Stored data

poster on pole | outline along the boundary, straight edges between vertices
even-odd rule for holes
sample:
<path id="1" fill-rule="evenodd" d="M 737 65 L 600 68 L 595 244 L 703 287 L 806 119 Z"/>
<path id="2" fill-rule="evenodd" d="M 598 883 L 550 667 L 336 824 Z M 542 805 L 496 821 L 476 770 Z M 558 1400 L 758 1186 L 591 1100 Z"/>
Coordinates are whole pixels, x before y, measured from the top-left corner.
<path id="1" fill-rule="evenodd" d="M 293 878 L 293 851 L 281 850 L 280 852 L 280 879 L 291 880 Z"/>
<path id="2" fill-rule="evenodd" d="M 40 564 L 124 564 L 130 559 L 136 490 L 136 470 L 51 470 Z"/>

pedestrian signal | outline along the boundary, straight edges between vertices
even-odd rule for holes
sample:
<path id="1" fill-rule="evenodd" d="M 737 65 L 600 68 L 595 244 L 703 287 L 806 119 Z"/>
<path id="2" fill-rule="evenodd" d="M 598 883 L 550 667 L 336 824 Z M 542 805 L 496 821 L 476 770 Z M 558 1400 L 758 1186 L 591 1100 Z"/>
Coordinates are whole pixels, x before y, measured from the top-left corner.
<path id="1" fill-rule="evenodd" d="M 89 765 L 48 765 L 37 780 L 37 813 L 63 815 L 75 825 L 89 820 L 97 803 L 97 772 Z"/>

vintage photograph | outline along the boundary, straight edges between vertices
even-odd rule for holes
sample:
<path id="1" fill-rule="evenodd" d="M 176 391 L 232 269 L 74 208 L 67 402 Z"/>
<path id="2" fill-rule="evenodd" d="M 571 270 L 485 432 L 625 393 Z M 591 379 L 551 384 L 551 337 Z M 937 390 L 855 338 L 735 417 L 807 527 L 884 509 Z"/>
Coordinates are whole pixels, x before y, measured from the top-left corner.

▶ EXERCISE REQUIREMENTS: Which lines above hold the string "edges"? Show each of them.

▶ WRITTEN REPLY:
poster on pole | outline along the boundary, straight edges between vertices
pedestrian signal | outline along the boundary, straight edges between vertices
vintage photograph | outline along the boundary, straight edges between vertices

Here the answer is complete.